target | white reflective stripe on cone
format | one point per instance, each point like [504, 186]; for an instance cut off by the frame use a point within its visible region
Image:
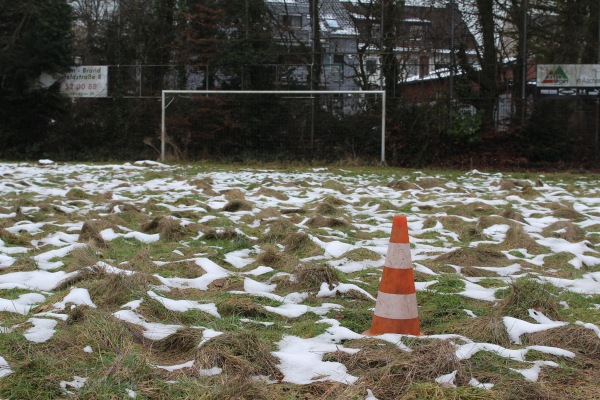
[398, 256]
[396, 306]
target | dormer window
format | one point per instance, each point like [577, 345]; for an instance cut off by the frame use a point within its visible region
[291, 21]
[332, 23]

**Task objective**:
Return the listing above word for word, leaving out the pictures.

**Output of the task**:
target | white reflective stripe on cone
format | one point per instance, each point like [504, 186]; for an instance cut off by the frame use a point within its visible region
Image:
[398, 256]
[396, 306]
target | dormer window
format | one point per instance, each point like [577, 345]; for an instance cut off by the frame use a point within its visible region
[291, 21]
[332, 23]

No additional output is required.